§ Selected text:

Thanks a lot for helping me out!

So I deleted the old versions of R and RStudio and installed the updated versions. First, I tried the same code again in plain R, this did not work, I ended up with the same problem.

I then used your code to extract the necessary files manually. That worked. The variable "deu" indeed has 1175642 lines (not the 780213 lines you got because I switched to a wikipedia corpus, sorry for the chaos)

the following line worked to read in the LCC data

LCC.data <- read.corp.LCC("deu_wikipedia_2016_1M", fileEncoding = "UTF-8", 
prefix = "deu_wikipedia_2016_1M-")

But the data is still only 45 lines long, stopping at some strange character sign.

i would assume that the encoding option is the one to experiment with to get the call to produce reliable results

...What did you mean by that?

§ Data section:
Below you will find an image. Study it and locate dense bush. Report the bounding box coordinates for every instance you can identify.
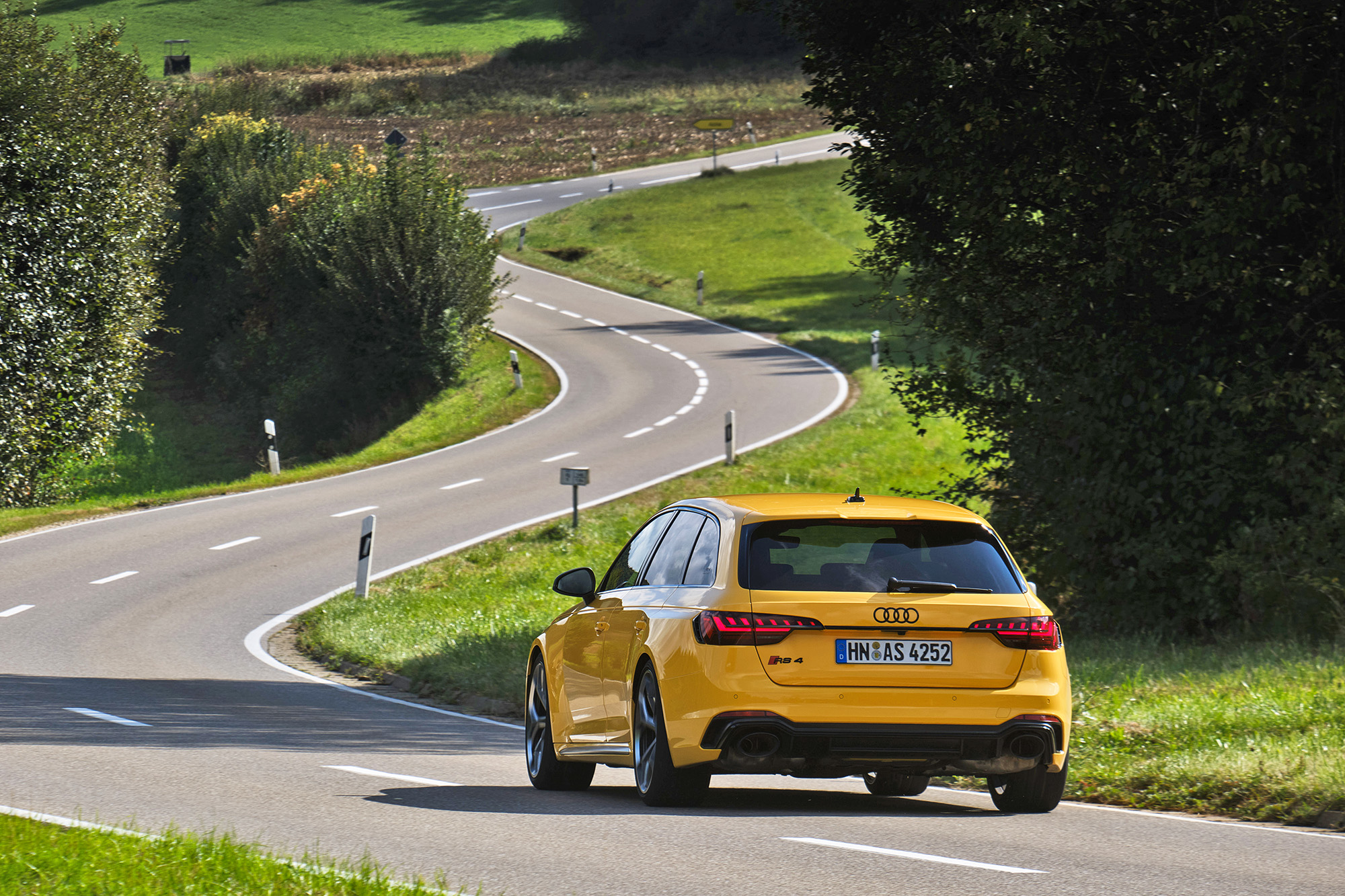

§ Exercise tasks:
• a. Duplicate the passage of the forum post on reading LCC corpus data into R, starting at "I then used" and ending at "strange character sign.".
• b. Carry on the forum post about reading LCC corpus data into R, beginning right after its last sentence.

§ Outputs for the tasks:
• a.
I then used your code to extract the necessary files manually. That worked. The variable "deu" indeed has 1175642 lines (not the 780213 lines you got because I switched to a wikipedia corpus, sorry for the chaos)

the following line worked to read in the LCC data

LCC.data <- read.corp.LCC("deu_wikipedia_2016_1M", fileEncoding = "UTF-8", 
prefix = "deu_wikipedia_2016_1M-")

But the data is still only 45 lines long, stopping at some strange character sign.

• b.
concerning the readLines() call: the following worked

lines <- readLines(file('deu_wikipedia_2016_1M/deu_wikipedia_2016_1M-words.txt'))

but when looking at the words which are read in, any character which is not an ASCII sign, like ä/ö/ü ... is not read correctly

Do you have an idea what else to do?

Thanks again!!

unDocUMeantIt commented 5 years ago

First, I tried the same code again in plain R, this did not work, I ended up with the same problem.

ok, so we can rule that one out; this is indeed a character encoding issue.

But the data is still only 45 lines long, stopping at some strange character sign.

yeah, it stops at the first "broken" character it reads, because it doesn't know how to proceed. the files inside the LCC archive are clearly in UTF-8 format, meaning the task at hand is to get R to import it properly. we need to figure out how readLines() must be configured so the imported text is displayed correctly.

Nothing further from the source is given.